Short exercise
Lay out the stretch of the records below, from the line containing "Task: place one point on each instance of the power" through the end of the records, as a JSON list of strings with one string per line and blank lines omitted.

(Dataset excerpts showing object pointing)
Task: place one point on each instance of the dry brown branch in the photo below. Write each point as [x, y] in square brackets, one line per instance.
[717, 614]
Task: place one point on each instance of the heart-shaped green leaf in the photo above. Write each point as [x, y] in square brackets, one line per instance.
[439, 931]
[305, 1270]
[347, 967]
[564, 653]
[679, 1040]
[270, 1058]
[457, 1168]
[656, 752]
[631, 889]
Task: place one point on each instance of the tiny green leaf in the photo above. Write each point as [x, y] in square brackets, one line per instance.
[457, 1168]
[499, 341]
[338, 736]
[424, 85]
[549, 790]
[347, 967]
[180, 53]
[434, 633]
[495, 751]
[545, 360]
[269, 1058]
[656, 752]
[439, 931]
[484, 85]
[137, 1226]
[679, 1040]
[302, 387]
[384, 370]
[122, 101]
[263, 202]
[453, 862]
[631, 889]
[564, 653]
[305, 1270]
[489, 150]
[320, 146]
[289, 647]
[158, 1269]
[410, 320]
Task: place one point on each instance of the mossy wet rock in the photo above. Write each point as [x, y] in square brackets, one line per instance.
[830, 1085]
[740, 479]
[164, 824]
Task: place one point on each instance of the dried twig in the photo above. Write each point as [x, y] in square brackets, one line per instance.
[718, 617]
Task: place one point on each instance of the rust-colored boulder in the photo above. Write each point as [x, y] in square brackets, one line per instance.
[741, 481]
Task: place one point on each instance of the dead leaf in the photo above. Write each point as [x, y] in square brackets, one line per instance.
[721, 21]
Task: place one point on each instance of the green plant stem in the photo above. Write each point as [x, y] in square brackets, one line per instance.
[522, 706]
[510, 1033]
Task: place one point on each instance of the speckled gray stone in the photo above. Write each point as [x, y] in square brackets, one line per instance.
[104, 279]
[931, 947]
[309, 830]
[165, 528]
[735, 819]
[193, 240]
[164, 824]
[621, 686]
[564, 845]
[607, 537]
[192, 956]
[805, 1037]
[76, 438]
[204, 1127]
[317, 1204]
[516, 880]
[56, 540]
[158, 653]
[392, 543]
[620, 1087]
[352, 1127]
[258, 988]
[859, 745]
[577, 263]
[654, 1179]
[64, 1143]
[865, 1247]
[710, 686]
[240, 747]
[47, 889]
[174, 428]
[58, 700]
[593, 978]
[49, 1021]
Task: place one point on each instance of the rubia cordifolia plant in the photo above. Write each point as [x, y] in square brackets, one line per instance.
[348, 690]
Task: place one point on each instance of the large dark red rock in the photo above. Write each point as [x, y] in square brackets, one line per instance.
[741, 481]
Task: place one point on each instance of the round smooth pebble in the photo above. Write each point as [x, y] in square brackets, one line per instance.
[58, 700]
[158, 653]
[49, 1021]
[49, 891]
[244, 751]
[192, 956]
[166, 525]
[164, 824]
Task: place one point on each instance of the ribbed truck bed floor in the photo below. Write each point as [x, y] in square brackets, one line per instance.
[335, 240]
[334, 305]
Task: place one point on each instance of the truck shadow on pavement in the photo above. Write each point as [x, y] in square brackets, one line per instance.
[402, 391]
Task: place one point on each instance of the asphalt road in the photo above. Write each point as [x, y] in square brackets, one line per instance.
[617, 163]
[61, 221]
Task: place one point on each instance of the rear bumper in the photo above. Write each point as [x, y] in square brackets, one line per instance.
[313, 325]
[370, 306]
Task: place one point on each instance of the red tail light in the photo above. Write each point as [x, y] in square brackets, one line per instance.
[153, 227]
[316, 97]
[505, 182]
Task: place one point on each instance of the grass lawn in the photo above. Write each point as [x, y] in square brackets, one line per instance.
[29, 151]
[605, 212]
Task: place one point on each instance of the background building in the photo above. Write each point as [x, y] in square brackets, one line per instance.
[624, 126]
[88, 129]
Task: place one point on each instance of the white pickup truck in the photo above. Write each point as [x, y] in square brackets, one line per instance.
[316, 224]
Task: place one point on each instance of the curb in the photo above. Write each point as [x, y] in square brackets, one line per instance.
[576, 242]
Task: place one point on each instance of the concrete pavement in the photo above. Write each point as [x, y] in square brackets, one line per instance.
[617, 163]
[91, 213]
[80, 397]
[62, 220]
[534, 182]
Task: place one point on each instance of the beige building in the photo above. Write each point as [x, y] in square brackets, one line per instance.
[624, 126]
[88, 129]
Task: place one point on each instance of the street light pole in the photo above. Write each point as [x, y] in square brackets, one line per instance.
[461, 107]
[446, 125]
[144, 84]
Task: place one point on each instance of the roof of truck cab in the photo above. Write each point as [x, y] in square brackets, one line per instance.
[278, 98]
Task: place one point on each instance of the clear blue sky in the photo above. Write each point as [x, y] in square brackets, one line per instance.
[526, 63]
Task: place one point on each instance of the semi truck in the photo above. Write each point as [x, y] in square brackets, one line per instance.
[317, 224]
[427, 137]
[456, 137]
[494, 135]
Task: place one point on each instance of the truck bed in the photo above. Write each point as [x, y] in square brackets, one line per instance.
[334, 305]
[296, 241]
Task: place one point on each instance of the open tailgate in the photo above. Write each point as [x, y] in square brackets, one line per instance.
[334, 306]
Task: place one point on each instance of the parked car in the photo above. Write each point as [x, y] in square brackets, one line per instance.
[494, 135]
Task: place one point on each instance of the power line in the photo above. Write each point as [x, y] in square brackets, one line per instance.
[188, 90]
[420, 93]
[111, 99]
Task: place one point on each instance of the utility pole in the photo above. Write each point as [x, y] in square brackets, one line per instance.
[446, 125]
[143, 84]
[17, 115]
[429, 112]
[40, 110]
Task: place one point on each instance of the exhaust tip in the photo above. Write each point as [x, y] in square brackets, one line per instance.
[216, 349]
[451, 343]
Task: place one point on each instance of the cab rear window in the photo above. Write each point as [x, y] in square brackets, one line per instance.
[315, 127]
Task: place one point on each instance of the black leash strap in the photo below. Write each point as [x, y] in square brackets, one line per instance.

Output of the task
[
  "Task: place one point on each instance of the power line in the photo above. Write each point as [x, y] in square brackets, one line per instance.",
  "[188, 90]",
  "[420, 93]",
  "[111, 99]",
  "Task: place one point on each instance of the utility pole in the photo above. Write each point as [x, y] in square brackets, one line per instance.",
  "[446, 125]",
  "[143, 84]",
  "[17, 115]",
  "[429, 112]",
  "[40, 110]",
  "Task: place one point on each instance of the exhaust tip in the photo above. Write each point as [x, y] in square brackets, one line per instance.",
  "[216, 349]",
  "[451, 343]",
  "Task: place one point on each instance of the cab rear window in the photo above. Write each point as [x, y] in square brackets, one line per instance.",
  "[315, 127]",
  "Task: place one point on each instance of the black leash strap in the photo below. Write each point as [x, y] in square brackets, one line per instance."
]